> **TEXT PROVIDED**:
╔══
Ha ha.  I've committed heresy all spring long.  As a NJ Devil fan I should be rooting against the Ranger's but I'm not.  2012 swept the bitterness of 1994 away and now I feel as if Why should I root against them for some other team from accross the country that I couldn't care less about?  Having the Ranger's in the final is good for the NHL.  I know many long time faithful Ranger fans who are good folk and am happy to see them enjoying their ride. (I grew up a NYR fan as well before the Dev's).  I still bleed Black and Red, and will get back to rooting against them in the next season, but without saying "let's go Ranger's" wish them and NY the best of luck.

Alex

Lake Hopatcong, NJ


----------



## JimG. (Jun 5, 2014)

NY/LA good for the NHL whoever wins.


----------



## ScottySkis (Jun 8, 2014)

2 Ot loss.for Rangers what a way end the game thanks refs. At least next two games are in NY.


----------



## 4aprice (Jun 10, 2014)

Sorry Ranger fans but this is looking a lot like 2012.  All you can do now is look at it as "one game at a time".  Hey the Devs came back and took 2 before the Bernier penalty buried them so its not over till the final horn sounds.

Alex

Lake Hopatcong, NJ


----------



## ScottySkis (Jun 10, 2014)

Thanks 4aprice. It was good experience for them and for once we have a team of talented not over the hill players. I think this team will be good for a few seasons.


----------



## JimG. (Jun 10, 2014)

Not looking good I agree. Rangers have not gotten any breaks this series. 

Just hope Rangers can prevent the celebration at MSG tomorrow.


----------



## ScottySkis (Jun 11, 2014)

Hank wins the game no sweep.


----------



## JimG. (Jun 11, 2014)

Yup, no sweep.

Henrik was the best player on the ice.

And the Rangers got a few breaks tonight.


----------



## moresnow (Jun 14, 2014)

Tough loss. The Rangers played well in OT but couldn't close the deal.

Nice to will the cup at home I guess.
╚══
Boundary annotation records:
╔══
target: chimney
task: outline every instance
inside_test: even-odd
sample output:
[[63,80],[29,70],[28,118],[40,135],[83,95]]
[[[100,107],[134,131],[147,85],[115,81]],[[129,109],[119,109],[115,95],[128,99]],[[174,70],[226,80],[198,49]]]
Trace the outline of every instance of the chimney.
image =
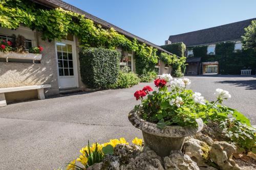
[[165,45],[168,45],[168,44],[170,44],[171,43],[172,43],[172,42],[169,40],[165,40],[164,41]]

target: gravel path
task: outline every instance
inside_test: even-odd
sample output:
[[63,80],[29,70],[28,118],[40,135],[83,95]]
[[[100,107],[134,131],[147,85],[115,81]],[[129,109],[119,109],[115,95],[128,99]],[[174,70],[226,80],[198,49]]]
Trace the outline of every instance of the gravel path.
╚══
> **JOBS**:
A. Reproduce the passage of the hockey thread that begins at the words "Not looking good" and stops after "ScottySkis (Jun 11, 2014)", changing "MSG" to "the Garden".
B. List every username that appears in a post header of the hockey thread, giving each one only once.
Rely only on the hockey thread to answer.

> **FULL SOLUTIONS**:
A.
Not looking good I agree. Rangers have not gotten any breaks this series. 

Just hope Rangers can prevent the celebration at the Garden tomorrow.


----------



## ScottySkis (Jun 11, 2014)

B. JimG., ScottySkis, 4aprice, moresnow